> _Text_:
::::::::::
Studio album by Dottie West
- Released: March 1971
- Recorded: December 1970
- Studio: RCA Studio B (Nashville, Tennessee)
- Genre: Country; Nashville Sound;
- Length: 27:30
- Label: RCA Victor
- Producer: Jerry Bradley

Dottie West chronology
| Country Boy & Country Girl (1970) | Careless Hands (1971) | Have You Heard...Dottie West (1971) |

Singles from Careless Hands
- "Careless Hands" Released: January 1971;

= Careless Hands (album) =

Careless Hands is a studio album by American country music artist Dottie West. It was released in March 1971 on RCA Victor Records and was produced by Jerry Bradley. It was West's seventeenth studio recording issued during her career and contained a collection of ten tracks. The album's only single spawned was the title track.
::::::::::
> _Supplied records_:
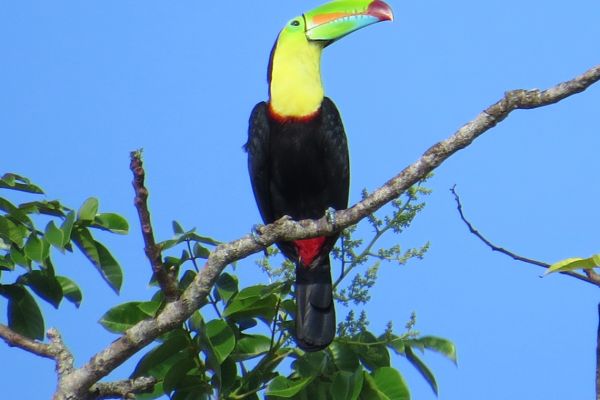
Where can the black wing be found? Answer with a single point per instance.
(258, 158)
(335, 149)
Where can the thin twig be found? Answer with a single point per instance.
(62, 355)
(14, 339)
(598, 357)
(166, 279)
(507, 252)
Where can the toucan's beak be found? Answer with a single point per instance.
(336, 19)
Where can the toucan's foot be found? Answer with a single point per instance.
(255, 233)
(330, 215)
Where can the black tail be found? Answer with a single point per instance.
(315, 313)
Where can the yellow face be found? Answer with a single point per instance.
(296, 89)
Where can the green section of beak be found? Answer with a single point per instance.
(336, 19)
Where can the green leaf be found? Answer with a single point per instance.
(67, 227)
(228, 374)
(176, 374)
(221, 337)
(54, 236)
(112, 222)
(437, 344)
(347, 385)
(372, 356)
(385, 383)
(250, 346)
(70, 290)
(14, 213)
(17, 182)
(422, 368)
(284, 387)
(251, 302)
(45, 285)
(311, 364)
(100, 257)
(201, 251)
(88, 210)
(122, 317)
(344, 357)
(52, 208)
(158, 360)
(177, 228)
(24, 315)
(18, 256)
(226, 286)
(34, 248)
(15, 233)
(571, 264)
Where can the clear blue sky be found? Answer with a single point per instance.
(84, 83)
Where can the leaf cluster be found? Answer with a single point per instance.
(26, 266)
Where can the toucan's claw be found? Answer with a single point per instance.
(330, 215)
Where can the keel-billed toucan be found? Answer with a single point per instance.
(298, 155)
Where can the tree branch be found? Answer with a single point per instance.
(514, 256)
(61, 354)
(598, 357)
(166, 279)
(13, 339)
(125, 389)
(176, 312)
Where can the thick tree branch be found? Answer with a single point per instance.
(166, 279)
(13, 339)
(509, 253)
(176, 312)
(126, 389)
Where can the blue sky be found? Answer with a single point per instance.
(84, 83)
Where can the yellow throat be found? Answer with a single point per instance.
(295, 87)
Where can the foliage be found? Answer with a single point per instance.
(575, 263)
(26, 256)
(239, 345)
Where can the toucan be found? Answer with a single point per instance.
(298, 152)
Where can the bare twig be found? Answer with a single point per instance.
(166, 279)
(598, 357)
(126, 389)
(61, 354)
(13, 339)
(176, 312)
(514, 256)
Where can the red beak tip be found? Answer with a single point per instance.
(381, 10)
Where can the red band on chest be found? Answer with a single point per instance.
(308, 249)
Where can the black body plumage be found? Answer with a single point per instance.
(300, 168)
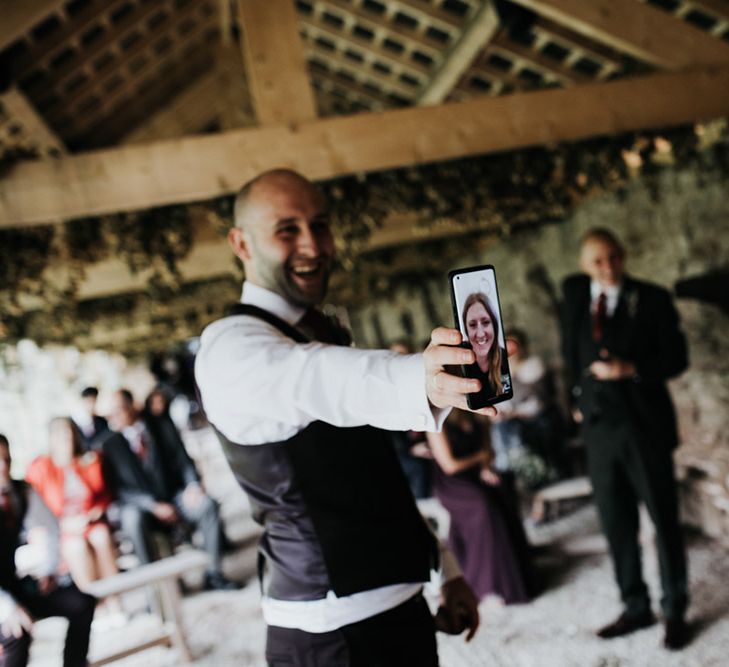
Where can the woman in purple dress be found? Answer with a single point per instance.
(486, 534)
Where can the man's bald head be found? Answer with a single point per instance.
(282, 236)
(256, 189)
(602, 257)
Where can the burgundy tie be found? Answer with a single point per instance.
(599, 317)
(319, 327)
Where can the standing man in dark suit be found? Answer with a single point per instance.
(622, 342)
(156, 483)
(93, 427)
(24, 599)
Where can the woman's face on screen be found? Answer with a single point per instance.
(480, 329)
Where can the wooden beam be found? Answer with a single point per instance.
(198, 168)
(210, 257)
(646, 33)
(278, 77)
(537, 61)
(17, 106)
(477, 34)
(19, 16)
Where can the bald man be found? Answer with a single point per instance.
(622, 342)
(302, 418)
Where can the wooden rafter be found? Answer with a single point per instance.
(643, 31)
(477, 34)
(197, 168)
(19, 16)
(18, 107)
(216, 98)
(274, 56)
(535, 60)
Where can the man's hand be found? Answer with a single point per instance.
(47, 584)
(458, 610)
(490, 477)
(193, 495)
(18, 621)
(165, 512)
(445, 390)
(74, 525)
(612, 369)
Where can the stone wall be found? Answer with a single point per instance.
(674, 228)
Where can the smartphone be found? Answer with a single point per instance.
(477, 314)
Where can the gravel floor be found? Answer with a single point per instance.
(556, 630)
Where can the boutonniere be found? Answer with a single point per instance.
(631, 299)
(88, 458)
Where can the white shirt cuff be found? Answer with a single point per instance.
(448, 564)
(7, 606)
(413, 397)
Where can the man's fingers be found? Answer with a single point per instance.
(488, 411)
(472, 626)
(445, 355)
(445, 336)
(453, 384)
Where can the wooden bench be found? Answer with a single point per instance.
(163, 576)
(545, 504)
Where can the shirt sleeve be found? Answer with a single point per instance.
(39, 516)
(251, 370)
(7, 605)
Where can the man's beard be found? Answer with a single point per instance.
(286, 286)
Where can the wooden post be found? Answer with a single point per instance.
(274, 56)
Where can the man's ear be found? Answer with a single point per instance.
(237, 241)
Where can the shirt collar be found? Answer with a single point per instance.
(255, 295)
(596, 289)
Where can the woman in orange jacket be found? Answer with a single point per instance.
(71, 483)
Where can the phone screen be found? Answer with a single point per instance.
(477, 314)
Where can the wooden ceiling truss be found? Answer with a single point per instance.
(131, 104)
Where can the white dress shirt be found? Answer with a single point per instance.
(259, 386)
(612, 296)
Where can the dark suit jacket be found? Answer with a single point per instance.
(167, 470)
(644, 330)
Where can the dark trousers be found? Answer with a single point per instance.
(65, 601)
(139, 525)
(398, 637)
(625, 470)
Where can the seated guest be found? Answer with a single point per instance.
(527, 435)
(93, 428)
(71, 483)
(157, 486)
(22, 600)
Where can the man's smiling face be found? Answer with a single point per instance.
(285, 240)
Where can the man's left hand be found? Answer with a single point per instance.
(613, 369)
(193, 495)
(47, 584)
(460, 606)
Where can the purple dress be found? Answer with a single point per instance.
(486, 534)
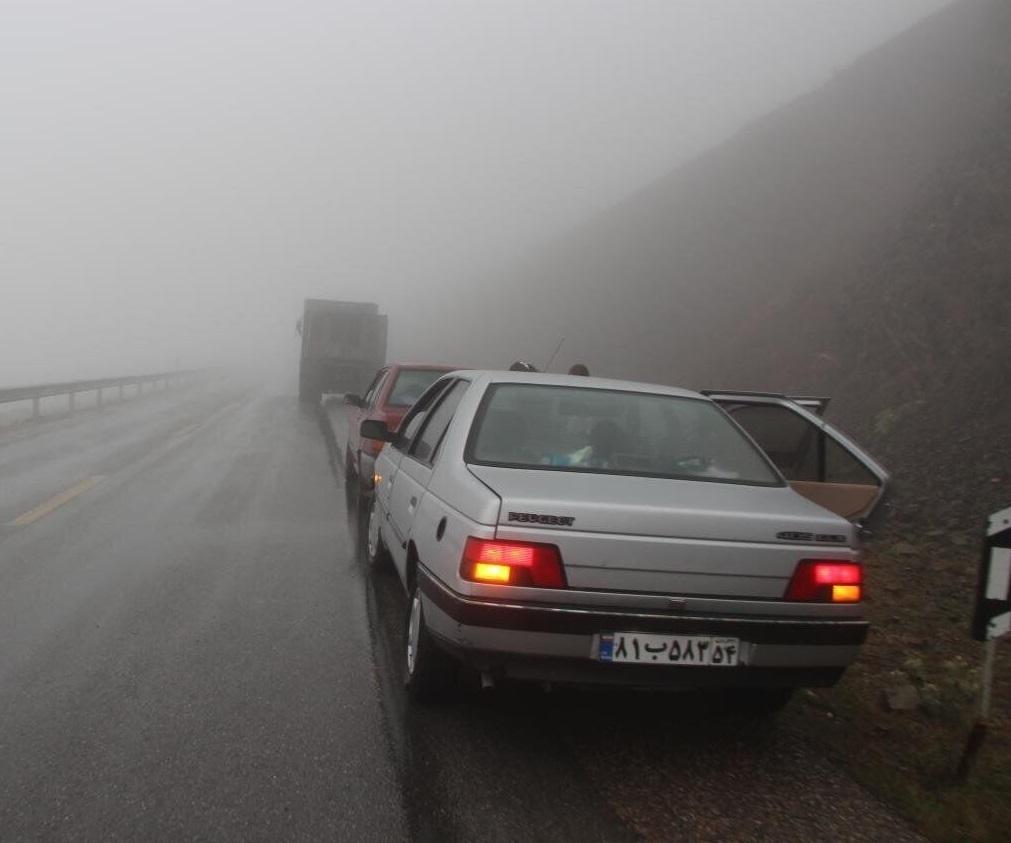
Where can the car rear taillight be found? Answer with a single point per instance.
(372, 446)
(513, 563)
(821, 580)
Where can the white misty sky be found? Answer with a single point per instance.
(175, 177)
::::::::::
> _Exercise task_: In the text about the album Careless Hands, what number studio recording of Dottie West's career was it?

> _Full solution_: Her seventeenth.